Task statement => Each of the lines from the one that contains "where the row" to the end of the entries below should be output exactly.

[Stored records]
-- Opening Marker --

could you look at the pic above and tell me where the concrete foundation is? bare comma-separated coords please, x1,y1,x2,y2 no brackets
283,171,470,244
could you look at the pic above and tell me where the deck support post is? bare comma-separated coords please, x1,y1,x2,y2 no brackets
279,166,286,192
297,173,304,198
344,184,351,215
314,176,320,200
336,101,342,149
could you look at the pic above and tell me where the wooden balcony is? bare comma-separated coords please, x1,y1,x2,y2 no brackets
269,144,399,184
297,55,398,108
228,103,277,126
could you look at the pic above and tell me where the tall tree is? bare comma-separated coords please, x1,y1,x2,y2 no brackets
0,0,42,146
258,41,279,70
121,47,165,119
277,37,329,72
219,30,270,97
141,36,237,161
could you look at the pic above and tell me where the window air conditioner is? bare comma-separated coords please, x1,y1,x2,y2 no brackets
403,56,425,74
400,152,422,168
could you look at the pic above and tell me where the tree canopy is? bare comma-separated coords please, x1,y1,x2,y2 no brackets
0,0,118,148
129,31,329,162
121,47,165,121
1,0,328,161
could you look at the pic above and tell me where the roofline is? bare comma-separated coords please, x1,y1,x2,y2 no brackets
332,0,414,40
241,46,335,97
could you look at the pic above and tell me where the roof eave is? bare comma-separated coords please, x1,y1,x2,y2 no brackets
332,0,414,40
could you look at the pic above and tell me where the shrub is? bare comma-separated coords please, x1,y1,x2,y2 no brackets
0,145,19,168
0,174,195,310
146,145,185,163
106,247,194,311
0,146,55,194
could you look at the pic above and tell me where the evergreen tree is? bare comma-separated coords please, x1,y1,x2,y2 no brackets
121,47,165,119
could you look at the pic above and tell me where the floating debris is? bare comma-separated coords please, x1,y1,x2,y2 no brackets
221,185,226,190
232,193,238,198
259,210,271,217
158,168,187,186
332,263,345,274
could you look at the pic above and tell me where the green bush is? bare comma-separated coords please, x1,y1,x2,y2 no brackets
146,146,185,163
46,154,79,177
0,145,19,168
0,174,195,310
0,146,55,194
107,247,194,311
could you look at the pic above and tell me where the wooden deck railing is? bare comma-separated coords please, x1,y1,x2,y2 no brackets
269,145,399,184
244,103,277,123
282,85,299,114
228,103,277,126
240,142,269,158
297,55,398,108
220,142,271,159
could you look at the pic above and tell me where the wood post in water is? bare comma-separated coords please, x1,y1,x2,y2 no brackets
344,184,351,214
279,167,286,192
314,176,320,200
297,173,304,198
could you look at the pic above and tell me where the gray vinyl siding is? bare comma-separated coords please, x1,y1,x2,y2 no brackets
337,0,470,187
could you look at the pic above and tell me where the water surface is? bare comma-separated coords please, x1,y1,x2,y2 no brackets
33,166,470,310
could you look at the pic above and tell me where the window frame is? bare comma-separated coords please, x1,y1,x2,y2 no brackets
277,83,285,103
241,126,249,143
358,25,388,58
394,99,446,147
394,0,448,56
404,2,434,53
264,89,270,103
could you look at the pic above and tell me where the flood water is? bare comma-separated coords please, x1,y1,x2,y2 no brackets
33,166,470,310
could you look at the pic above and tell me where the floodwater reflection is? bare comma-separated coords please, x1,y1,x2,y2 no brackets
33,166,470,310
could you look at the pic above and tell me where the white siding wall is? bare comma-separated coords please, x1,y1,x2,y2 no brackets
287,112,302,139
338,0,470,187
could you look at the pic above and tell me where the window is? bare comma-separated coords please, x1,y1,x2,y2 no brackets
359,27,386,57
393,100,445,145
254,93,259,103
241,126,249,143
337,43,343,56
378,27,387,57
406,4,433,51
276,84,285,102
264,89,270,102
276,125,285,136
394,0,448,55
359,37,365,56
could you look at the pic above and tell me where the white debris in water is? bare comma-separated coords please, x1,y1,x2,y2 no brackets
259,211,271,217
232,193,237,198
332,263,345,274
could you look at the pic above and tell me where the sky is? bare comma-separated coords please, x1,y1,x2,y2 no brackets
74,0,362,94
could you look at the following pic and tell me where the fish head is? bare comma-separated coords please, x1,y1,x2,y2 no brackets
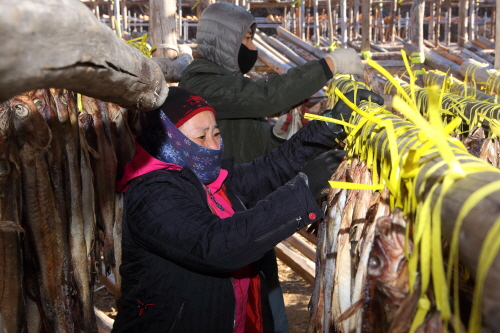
10,92,52,150
368,209,412,305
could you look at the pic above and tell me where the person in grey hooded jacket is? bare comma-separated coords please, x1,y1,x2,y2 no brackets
179,2,365,165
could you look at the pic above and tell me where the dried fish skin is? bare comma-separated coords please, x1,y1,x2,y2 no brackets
12,92,76,333
0,101,25,333
81,96,117,274
50,89,98,333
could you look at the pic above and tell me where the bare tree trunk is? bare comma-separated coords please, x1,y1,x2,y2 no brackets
150,0,178,59
0,0,193,111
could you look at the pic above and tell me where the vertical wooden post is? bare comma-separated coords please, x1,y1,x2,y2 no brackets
300,0,305,40
378,3,384,42
354,0,360,38
493,7,496,40
314,0,319,43
458,0,469,46
178,0,183,40
109,0,115,30
397,7,401,39
327,0,334,45
429,1,435,42
340,0,347,47
361,0,371,54
197,0,213,22
122,2,128,33
150,0,178,60
469,0,475,41
389,0,397,43
348,6,353,41
445,2,451,45
405,11,410,39
410,0,425,86
484,11,488,39
495,0,500,69
435,0,442,45
95,2,100,20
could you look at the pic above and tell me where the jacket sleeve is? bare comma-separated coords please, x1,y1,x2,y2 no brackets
229,119,340,207
179,59,330,119
124,172,322,275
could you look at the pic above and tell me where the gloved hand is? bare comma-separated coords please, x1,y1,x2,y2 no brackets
300,150,347,199
324,48,365,76
322,90,384,133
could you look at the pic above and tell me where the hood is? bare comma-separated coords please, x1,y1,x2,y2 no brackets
115,142,181,192
196,2,256,75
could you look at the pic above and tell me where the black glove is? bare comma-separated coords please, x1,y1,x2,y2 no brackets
322,90,384,133
300,150,347,199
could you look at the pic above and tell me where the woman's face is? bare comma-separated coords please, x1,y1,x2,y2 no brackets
178,111,221,150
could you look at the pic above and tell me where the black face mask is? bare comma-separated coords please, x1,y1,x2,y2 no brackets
238,43,258,74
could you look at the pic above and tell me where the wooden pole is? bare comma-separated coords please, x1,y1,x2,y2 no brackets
445,1,451,45
276,26,327,59
178,0,183,40
409,0,425,85
300,0,305,40
150,0,178,60
458,0,469,46
469,0,476,41
389,0,397,43
429,1,435,42
496,0,500,69
314,0,320,44
327,0,334,44
435,0,442,45
340,0,347,47
361,0,371,54
354,0,360,38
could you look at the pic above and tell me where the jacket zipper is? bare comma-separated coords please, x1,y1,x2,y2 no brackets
255,216,302,242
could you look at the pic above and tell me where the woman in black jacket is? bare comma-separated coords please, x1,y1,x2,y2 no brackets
111,87,383,333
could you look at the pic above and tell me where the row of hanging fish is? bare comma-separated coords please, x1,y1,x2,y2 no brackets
0,89,138,332
308,157,425,333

-- Closing Marker --

Task solution =>
could you look at the pic above and tell me where the row of hanging fish is? bare comma-separated coords please, x1,y1,x2,y2 no brackets
0,89,138,332
308,157,425,333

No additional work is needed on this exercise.